La cinematografía había comenzado tímidamente a fines del siglo XIX y en los
veinte con dispar suerte para la industria nacional era una realidad en las salas
de la calle Corrientes y en otras de barrios aledaños. Por lo tanto, la década del
‘20 está marcada por los primeros intentos sonoros hasta el estreno de Tango
y Los tres berretines (1933), considerados el primer paso de la industria
nacional. Aunque en Mosaico criollo (alrededor de 1930) se había logrado
imprimir voces y canciones en un intento de adicionar el sonido posterior a la
imagen; con anterioridad, La divina comedia (1929) fue el primer largometraje
norteamericano que presentó a los argentinos el sonido desde la pantalla.
(España, 1978:15). En ese contexto, Manuel Romero no fue “dramaturgo” como
señala González Velasco, ya que ese término fue construido posteriormente,
sino “uno de los realizadores que le dio forma al primer cine argentino
industrial […] Periodista, letrista de tango, revistero, autor de sainetes y viajero
de la noche porteña…” (Manetti, 2000:80).
Ese público de la década del ‘20 que comienza a dispersar su atención,
todavía festejaba y acompañaba los estrenos de un género de
entretenimiento que les hablaba en su mismo idioma. Sin embargo, la crítica
no medía ni mide cantidad de espectadores, ya que esa información puede
ser muy interesante para el historiador o el sociólogo pero no para el crítico
que antepone calidad a cantidad, propuesta estética y polémica de poéticas a
borderaux, sobre todo porque en la época a la que se refiere el texto los
críticos e investigadores de teatro, estaban empeñados en la modernización
del mismo, asimilando la producción a la del teatro profesional culto europeo.
Por eso expresaban su desazón ante lo que denominaban “la decadencia del
teatro en la década del veinte”; leer hoy la etapa desde la variable “asistencia”

**********

Objetivo 1 – Reproduzca fielmente el fragmento del texto sobre el cine y el teatro argentinos de los años veinte que comienza en "La cinematografía había" y termina en "desde la pantalla.".
Objetivo 2 –
Responda, a partir del texto sobre el cine y el teatro argentinos de los años veinte, las siguientes preguntas:
(a) ¿En qué año se presentó La divina comedia?
(b) ¿Qué películas se consideran el primer paso de la industria nacional?
(c) ¿A la producción de qué teatro asimilaban la suya los críticos e investigadores de la época?

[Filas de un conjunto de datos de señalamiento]
**********

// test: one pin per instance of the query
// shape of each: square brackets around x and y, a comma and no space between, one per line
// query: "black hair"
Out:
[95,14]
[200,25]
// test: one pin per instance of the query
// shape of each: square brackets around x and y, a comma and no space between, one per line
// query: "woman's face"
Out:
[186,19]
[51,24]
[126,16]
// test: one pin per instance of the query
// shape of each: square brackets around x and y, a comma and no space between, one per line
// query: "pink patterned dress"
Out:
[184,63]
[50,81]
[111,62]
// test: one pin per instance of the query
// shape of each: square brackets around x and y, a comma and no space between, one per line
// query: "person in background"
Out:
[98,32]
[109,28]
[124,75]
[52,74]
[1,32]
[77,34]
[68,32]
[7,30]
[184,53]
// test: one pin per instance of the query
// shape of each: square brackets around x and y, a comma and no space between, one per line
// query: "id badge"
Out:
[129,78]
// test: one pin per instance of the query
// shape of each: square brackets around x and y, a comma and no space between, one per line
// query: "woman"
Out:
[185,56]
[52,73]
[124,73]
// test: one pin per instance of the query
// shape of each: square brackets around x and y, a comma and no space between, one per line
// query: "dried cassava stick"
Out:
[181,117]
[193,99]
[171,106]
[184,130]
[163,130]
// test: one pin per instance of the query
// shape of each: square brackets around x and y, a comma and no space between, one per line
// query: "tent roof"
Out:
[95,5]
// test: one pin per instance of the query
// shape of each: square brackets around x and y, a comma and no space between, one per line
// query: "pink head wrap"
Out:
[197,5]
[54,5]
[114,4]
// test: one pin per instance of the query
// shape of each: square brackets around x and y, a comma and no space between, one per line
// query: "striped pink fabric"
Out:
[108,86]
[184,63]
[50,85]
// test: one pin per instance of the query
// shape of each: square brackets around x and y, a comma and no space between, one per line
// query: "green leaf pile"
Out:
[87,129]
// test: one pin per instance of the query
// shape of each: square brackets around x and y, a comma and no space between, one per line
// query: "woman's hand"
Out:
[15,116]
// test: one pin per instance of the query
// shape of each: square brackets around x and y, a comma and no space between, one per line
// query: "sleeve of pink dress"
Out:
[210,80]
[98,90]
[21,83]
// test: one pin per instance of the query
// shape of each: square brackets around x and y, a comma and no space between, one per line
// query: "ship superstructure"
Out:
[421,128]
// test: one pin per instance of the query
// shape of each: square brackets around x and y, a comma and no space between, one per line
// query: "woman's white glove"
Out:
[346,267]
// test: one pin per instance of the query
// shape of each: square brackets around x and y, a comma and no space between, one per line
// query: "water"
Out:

**********

Solución del ejercicio 1 –
La cinematografía había comenzado tímidamente a fines del siglo XIX y en los
veinte con dispar suerte para la industria nacional era una realidad en las salas
de la calle Corrientes y en otras de barrios aledaños. Por lo tanto, la década del
‘20 está marcada por los primeros intentos sonoros hasta el estreno de Tango
y Los tres berretines (1933), considerados el primer paso de la industria
nacional. Aunque en Mosaico criollo (alrededor de 1930) se había logrado
imprimir voces y canciones en un intento de adicionar el sonido posterior a la
imagen; con anterioridad, La divina comedia (1929) fue el primer largometraje
norteamericano que presentó a los argentinos el sonido desde la pantalla.

Solución del ejercicio 2 –
(a) En 1929.
(b) Tango y Los tres berretines.
(c) A la del teatro profesional culto europeo.